Written request:
State how many lines in the rows below contain the word "sign", and reply with that number alone.

++++++++

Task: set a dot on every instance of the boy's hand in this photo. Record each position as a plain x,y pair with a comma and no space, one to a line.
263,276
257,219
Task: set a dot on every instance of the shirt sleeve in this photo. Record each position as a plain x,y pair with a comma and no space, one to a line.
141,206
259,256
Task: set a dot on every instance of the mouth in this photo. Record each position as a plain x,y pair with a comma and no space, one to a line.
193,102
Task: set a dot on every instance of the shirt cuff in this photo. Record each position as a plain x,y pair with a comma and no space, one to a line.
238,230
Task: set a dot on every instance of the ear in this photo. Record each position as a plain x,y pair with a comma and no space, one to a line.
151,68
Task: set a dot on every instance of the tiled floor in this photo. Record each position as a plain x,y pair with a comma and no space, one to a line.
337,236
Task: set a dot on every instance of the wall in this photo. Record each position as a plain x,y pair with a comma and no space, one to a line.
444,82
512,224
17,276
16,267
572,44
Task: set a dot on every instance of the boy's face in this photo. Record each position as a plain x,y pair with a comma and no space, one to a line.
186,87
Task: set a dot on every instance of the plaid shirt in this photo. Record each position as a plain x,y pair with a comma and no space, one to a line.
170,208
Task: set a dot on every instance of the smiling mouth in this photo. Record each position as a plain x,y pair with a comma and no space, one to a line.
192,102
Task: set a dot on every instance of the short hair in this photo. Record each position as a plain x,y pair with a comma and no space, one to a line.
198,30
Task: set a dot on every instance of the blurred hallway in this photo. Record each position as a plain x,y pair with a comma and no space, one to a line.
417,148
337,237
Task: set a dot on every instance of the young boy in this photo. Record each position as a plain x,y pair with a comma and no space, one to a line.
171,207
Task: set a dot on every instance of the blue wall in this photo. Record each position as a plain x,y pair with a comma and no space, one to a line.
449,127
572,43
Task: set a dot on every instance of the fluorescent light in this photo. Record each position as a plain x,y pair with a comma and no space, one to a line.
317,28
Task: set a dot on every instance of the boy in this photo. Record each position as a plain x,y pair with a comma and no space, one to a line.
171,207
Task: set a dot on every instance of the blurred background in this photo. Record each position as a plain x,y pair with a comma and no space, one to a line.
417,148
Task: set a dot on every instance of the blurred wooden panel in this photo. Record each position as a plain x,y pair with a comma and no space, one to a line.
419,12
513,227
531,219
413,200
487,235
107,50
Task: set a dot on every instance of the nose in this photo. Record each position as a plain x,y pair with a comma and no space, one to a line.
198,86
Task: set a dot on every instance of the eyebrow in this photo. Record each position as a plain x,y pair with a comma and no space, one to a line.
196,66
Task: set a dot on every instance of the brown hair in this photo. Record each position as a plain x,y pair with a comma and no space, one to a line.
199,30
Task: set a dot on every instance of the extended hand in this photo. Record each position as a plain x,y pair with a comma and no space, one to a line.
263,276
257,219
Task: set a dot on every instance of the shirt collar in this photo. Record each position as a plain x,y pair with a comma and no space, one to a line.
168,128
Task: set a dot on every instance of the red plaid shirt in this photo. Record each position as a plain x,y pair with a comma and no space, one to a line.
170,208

++++++++

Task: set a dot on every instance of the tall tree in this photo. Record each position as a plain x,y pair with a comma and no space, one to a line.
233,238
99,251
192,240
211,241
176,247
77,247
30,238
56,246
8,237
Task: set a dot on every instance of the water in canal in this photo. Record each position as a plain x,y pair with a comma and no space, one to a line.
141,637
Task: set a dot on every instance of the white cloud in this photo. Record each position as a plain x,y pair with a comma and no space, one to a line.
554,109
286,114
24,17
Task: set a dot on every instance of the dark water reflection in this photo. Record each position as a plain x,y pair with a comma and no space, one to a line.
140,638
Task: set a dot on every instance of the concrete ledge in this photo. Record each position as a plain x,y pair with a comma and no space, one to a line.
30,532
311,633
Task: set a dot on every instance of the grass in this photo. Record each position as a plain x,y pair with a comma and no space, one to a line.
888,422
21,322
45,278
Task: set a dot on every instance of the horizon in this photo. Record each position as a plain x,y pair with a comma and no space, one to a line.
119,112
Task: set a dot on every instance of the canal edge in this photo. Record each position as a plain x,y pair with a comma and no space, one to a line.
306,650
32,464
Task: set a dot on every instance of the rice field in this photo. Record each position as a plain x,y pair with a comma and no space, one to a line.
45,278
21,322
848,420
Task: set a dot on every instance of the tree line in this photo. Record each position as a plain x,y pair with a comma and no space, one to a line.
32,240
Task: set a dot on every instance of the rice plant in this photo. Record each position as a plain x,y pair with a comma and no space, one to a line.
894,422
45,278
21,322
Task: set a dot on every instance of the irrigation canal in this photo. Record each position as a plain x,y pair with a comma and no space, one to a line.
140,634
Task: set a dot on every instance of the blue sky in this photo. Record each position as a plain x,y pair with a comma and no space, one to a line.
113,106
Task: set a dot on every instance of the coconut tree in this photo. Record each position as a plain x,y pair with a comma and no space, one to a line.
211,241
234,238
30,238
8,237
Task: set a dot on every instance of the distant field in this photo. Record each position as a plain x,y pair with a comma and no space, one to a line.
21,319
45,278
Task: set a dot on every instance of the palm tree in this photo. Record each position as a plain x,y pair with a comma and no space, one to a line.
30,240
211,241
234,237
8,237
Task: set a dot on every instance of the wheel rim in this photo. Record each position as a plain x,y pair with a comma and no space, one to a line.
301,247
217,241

++++++++

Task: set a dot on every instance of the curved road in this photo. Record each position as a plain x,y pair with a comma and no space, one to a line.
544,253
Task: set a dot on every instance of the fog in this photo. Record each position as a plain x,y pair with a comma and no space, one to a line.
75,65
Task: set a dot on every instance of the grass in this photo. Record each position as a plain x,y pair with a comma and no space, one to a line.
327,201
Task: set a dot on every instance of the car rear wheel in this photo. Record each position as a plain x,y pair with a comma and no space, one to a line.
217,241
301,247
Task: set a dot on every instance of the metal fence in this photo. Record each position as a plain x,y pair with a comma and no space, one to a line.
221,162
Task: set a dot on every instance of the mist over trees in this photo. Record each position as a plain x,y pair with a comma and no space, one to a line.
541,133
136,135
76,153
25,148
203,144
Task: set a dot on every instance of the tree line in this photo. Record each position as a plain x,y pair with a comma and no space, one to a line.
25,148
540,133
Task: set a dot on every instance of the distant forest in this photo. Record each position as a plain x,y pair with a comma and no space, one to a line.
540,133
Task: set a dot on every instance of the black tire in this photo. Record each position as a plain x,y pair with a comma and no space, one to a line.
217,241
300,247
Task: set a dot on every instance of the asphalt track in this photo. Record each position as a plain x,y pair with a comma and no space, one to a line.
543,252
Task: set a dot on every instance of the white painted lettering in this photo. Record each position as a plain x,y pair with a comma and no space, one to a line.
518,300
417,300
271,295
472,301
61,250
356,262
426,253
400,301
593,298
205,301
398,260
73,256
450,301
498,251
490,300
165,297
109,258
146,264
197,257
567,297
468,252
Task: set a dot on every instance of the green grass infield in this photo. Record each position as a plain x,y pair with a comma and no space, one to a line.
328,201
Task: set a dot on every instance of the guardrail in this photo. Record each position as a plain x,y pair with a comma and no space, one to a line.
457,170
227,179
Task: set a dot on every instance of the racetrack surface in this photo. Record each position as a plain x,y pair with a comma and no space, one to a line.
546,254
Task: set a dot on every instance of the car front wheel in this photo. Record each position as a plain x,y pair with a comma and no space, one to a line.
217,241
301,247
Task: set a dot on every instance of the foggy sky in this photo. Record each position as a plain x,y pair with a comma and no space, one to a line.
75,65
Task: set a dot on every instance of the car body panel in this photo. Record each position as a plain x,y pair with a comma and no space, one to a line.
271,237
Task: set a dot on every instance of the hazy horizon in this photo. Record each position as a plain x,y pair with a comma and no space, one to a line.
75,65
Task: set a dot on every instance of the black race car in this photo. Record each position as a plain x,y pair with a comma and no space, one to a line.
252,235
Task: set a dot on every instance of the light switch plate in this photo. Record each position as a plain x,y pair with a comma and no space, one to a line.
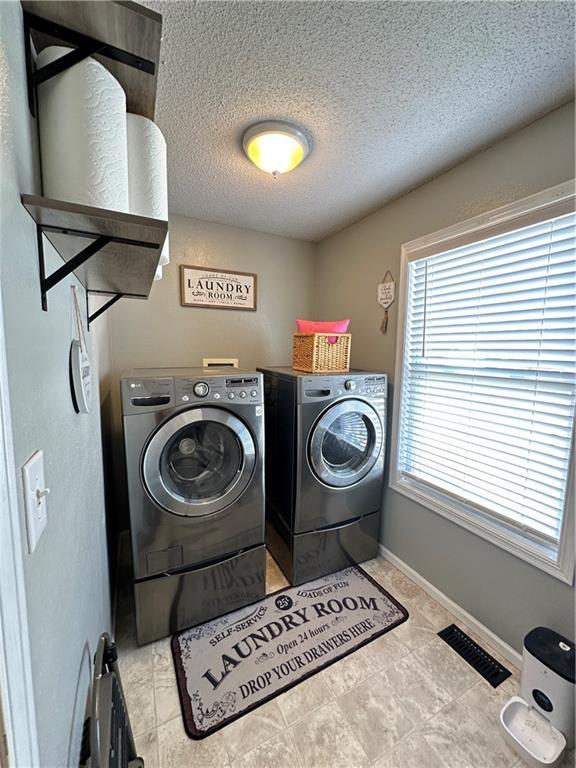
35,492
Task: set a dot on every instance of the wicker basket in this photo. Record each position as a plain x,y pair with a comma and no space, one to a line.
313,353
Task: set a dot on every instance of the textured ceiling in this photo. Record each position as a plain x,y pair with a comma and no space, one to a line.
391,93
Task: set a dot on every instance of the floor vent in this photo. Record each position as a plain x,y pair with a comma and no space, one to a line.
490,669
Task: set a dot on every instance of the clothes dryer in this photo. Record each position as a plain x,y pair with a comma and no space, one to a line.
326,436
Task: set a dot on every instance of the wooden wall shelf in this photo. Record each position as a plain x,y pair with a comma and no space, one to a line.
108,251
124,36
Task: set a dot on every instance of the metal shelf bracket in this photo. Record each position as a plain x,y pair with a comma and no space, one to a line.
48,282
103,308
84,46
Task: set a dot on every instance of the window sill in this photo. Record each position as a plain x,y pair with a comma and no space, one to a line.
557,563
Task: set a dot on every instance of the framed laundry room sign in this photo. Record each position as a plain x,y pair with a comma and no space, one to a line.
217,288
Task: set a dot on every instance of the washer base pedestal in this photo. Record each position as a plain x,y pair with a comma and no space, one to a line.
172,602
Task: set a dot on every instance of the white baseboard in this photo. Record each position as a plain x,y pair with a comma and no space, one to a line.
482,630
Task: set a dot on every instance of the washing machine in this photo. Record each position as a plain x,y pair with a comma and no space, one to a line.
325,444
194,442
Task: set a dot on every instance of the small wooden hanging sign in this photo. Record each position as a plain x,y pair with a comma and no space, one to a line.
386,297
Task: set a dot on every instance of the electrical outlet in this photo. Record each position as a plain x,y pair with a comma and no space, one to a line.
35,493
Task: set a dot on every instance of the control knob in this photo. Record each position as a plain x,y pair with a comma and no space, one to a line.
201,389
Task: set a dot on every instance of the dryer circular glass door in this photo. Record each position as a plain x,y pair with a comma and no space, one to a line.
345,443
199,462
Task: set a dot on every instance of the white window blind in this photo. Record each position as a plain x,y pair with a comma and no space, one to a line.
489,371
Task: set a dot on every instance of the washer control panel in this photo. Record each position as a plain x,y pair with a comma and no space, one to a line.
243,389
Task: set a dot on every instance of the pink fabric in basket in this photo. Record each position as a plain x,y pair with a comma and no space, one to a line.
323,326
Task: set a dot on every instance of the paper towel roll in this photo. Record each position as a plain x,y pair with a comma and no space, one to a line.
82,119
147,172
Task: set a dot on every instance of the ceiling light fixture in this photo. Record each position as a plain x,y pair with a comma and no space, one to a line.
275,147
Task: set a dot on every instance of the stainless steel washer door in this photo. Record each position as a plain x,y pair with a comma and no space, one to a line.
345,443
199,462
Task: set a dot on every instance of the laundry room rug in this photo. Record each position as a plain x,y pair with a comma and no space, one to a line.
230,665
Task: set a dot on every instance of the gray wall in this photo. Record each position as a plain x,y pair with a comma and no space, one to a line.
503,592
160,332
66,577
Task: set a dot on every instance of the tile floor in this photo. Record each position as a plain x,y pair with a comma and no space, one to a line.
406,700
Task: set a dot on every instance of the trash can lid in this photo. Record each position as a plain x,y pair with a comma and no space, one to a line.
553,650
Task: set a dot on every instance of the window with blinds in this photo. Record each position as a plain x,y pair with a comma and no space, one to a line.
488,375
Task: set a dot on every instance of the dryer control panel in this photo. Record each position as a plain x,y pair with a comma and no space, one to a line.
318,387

++++++++

Answer to the problem:
2